So, we have been destroyed as a nation: We no longer have the productive ability we had. We have vast nominal wealth, but it's basically what we can extract from other countries, which are now going bankrupt. Germany, right now, for example, the leading economy in Western Europe, is disintegrating—at a rapid rate. (I could go into details, but I won't here.) But, that's the situation.
So therefore, we've come to a point, where we have this vast accumulation of debt. We have vast inflation in financial values. Financial aggregates are up, per capita. Monetary circulation—up, fast! We're printing money like crazy. We're printing it, not by the printing press: We're printing it, even electronically. Overnight! Vast amounts.
The physical output of the United States, per capita and per square kilometer, has dropped. That is, if you look at what the physical values are, of consumption: Look, for example, at the case of power generation and distribution. The power generation and distribution is collapsing! These industries are being collapsed! To maintain the standard of living and production we used to have, say in New England—you can't do it any more. The industry is collapsing. We now have a deficit in the United States, in terms of capital investment, in power generation, which goes into trillions of dollars. That is, to put things back, to the point that we can, today, assure communities and assure households and industries the access to power they once expected, we would have to invest trillions of dollars of capital investment, to rebuild the industry, and other things.
Our transportation system is collapsed. We would have to put in vast amounts of investment, to rebuild the transportation industry. Water management, pollution, things of that sort.

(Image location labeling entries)
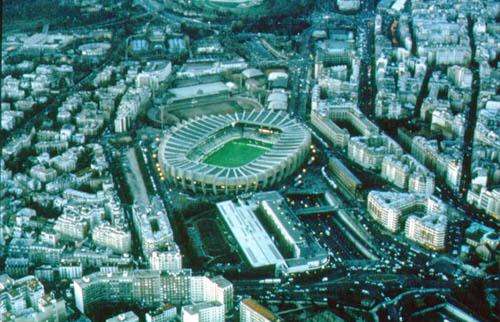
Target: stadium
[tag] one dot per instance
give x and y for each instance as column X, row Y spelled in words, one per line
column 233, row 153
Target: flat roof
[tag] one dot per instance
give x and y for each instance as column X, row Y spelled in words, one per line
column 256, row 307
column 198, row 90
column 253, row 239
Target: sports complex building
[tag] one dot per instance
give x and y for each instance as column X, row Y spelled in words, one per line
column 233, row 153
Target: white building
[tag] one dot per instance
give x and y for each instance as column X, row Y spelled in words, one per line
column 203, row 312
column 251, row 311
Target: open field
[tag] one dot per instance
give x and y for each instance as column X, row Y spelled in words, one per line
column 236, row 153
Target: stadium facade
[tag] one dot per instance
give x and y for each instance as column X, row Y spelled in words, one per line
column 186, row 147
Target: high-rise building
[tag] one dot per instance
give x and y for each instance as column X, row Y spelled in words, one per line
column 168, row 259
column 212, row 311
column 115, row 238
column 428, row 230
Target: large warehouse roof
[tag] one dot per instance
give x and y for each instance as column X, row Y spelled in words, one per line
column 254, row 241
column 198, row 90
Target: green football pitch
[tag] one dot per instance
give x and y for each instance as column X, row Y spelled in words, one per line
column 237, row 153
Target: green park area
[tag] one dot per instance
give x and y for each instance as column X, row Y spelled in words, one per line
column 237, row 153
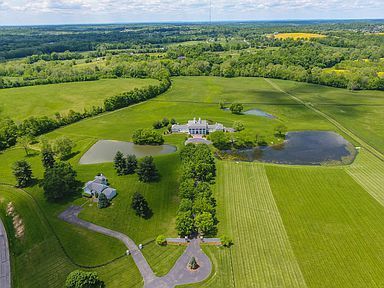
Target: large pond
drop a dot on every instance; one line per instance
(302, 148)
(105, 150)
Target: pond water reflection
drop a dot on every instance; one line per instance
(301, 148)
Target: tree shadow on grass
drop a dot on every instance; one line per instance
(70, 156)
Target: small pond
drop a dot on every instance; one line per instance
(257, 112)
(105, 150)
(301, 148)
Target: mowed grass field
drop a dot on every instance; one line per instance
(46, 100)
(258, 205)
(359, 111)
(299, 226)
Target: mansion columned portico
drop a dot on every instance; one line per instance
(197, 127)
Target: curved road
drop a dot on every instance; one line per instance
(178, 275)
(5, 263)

Task requirements ::
1. Can you set down the part of the passage on the nation's economy that opens with the words containing "So, we have" and closes with "that's the situation."?
2. Answer these questions about the passage on the nation's economy:
(a) Which country does it call the leading economy in Western Europe?
(b) In which region does it say the old standard of living and production can no longer be maintained?
(c) How large does it say the capital investment deficit in power generation is?

Task responses ::
1.
So, we have been destroyed as a nation: We no longer have the productive ability we had. We have vast nominal wealth, but it's basically what we can extract from other countries, which are now going bankrupt. Germany, right now, for example, the leading economy in Western Europe, is disintegrating—at a rapid rate. (I could go into details, but I won't here.) But, that's the situation.

2.
(a) Germany
(b) New England
(c) Trillions of dollars